▸ Written problem:
Turn the lines into a numbered list, starting at the first one and stopping after the line that contains "x=416 y=251". Leave out any blank lines.

Location identification items:
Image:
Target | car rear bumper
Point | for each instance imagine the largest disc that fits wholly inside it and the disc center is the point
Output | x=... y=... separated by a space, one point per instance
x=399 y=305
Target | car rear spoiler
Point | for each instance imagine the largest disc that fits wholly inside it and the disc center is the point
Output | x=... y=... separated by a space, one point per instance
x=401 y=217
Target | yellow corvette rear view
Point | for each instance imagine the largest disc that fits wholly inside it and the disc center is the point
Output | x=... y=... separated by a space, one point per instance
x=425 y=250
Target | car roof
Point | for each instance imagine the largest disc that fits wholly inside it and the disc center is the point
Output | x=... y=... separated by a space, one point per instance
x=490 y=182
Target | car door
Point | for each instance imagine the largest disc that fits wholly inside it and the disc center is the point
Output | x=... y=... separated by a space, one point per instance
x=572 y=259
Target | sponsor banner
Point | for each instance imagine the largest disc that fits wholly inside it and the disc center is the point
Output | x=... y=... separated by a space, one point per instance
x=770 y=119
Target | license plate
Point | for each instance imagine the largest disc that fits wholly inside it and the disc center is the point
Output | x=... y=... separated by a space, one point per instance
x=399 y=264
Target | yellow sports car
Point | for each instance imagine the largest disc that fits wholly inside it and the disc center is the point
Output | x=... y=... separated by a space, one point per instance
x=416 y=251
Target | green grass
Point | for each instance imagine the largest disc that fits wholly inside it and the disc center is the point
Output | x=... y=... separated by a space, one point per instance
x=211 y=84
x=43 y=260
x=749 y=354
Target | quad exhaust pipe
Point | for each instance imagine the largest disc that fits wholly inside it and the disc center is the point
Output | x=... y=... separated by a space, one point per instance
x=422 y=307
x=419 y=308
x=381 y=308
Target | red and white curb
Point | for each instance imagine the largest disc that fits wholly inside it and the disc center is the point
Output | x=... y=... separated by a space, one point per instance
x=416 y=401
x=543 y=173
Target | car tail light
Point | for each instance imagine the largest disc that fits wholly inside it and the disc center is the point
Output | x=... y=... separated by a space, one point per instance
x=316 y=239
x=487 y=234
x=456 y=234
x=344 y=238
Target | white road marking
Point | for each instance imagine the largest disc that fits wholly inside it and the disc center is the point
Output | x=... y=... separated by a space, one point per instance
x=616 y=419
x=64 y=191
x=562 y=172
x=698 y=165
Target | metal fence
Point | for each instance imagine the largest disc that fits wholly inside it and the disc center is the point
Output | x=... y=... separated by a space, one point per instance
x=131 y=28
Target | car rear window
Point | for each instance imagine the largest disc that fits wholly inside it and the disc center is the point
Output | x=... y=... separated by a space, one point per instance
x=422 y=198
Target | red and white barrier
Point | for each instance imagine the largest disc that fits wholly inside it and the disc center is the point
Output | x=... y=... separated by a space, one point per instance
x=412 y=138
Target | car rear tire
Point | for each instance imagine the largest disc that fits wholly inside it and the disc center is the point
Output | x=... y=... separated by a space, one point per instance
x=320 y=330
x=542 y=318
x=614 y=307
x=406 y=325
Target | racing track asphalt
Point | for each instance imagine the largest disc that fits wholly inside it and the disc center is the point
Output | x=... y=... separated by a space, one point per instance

▸ Response to this exercise:
1. Image:
2. Target | car rear bumper
3. Point | for each instance imagine the largest disc that fits wholly inside it and the disc center is the point
4. Output | x=... y=... separated by a space, one point per instance
5. x=399 y=305
6. Target | car rear spoiler
7. Point | for each instance imagine the largest disc that fits wholly inside it and the disc center is the point
8. Output | x=... y=... separated by a space, one point per instance
9. x=401 y=217
10. Target | yellow corvette rear view
11. Point | for each instance imagine the largest disc that fits wholly inside it and the disc center is the point
12. Output | x=... y=... separated by a space, one point per instance
13. x=425 y=250
14. Target | car roof
15. Point | for each instance imagine the largest disc that fits wholly inside it and the disc center is the point
16. Output | x=... y=... separated by a space, one point per instance
17. x=490 y=182
18. Target | car door
19. Point | for each instance imagine the largest disc that fits wholly inside it and the disc center is the point
20. Output | x=... y=... separated by a space, one point per instance
21. x=572 y=259
22. Target | sponsor banner
23. Point | for each instance imagine the largest disc that fits wholly inside it and the disc center is the point
24. Output | x=... y=... separated by a space, one point per instance
25. x=770 y=119
26. Target | license plate
27. Point | for each instance imagine the largest disc that fits wholly inside it and the disc center is the point
28. Output | x=... y=... separated by a space, one point per instance
29. x=399 y=264
30. Target | yellow sports car
31. Point | for each instance imagine the largest disc that fits wholly inside it and the disc center is the point
32. Output | x=... y=... separated by a space, one point per instance
33. x=416 y=251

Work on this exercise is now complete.